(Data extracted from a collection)
━━━━━━━━
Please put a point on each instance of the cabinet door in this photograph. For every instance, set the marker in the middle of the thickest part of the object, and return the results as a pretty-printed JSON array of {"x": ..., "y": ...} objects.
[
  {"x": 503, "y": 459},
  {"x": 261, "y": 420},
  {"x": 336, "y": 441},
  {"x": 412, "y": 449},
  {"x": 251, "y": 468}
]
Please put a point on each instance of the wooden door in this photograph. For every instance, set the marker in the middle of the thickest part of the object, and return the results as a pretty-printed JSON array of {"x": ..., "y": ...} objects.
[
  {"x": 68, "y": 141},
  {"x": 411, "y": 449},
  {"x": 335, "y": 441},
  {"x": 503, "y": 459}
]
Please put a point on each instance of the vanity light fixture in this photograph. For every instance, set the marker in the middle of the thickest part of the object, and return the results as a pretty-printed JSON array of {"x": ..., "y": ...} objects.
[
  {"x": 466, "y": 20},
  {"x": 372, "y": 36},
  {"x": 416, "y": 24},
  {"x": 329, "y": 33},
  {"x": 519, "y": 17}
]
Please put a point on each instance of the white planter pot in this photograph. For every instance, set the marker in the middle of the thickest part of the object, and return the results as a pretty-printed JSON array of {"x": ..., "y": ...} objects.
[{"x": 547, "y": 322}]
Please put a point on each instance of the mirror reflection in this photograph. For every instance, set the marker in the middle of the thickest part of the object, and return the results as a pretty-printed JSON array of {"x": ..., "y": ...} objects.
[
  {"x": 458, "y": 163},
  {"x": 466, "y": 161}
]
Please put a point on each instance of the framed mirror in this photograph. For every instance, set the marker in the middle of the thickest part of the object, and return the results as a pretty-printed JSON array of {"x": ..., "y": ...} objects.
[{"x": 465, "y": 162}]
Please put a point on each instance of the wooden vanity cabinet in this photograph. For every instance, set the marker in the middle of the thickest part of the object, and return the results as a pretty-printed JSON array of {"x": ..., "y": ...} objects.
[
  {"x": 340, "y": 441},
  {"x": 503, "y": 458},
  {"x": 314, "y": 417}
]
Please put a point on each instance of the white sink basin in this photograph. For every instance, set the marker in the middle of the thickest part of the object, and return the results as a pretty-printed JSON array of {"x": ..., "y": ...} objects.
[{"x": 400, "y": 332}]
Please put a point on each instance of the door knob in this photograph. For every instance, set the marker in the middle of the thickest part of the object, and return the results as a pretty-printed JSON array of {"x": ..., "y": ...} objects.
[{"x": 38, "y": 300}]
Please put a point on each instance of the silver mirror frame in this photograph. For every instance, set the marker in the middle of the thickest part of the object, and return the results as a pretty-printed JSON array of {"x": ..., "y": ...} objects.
━━━━━━━━
● ASSIGNMENT
Word for word, write out each record shown above.

● RESULT FOR THIS EXERCISE
Please put a point on each instance of the cabinet door in this photograph. For every instance, set the marker in the middle of the thickest part of the object, and return the results as a pretty-printed JSON array of {"x": ..., "y": ...} objects.
[
  {"x": 503, "y": 459},
  {"x": 261, "y": 420},
  {"x": 336, "y": 441},
  {"x": 412, "y": 449},
  {"x": 251, "y": 468}
]
Please put a point on each instance of the wooden door in this photograph. For every instance, set the marker in the middle of the thickest part of the object, and return the results as a pretty-printed JSON array of {"x": ..., "y": ...} objects.
[
  {"x": 68, "y": 141},
  {"x": 411, "y": 449},
  {"x": 335, "y": 441},
  {"x": 503, "y": 459}
]
Please put a point on each instance of the vanity light fixture in this photograph. For every instance, set the marker in the middle of the thickest part of the object, and return the results as a pretty-printed JSON array of {"x": ..., "y": ...} objects.
[
  {"x": 466, "y": 20},
  {"x": 372, "y": 36},
  {"x": 416, "y": 24},
  {"x": 329, "y": 33},
  {"x": 519, "y": 17}
]
Please put a point on each instance of the white planter pot in this photograph. For every instance, set the marker in the middle of the thickest part of the object, and return the results as a pretty-printed JSON array of {"x": ..., "y": ...} objects.
[{"x": 547, "y": 322}]
Please put a point on each instance of the mirror reflection in this photograph. For every instance, set the marker in the middle of the thickest part of the object, and return the results as a pretty-printed JSON array of {"x": ..., "y": ...} objects.
[
  {"x": 458, "y": 163},
  {"x": 466, "y": 161}
]
Please put a point on each instance of the framed mirror in this photograph. For every instance, set the marker in the middle of the thickest part of the object, and return the results as a pretty-printed JSON array of {"x": ..., "y": ...} objects.
[{"x": 465, "y": 162}]
Please put a point on each instance of the wooden vanity cabinet in this photograph. For every instance, set the marker in the middle of the thickest part of the object, and return the results as a pretty-printed JSON array of {"x": ..., "y": ...} objects.
[
  {"x": 340, "y": 441},
  {"x": 503, "y": 458},
  {"x": 314, "y": 417}
]
Please put a point on each instance of the white sink basin in this photograph. For every instance, set the marker in the middle of the thickest part of the object, and return the results as a pretty-printed JSON array of {"x": ..., "y": ...} objects.
[{"x": 400, "y": 332}]
Please put a point on each instance of the door knob in this photograph. For every instance, set the marker in the middle of the thickest part of the object, and return the results as a pretty-printed JSON array of {"x": ..., "y": ...} objects.
[{"x": 38, "y": 300}]
Please put a point on each instance of the silver mirror frame in this photograph. For every instance, set the marker in the middle of the thickest part of the object, and return the results as a pretty-printed JSON array of {"x": ..., "y": ...} objects.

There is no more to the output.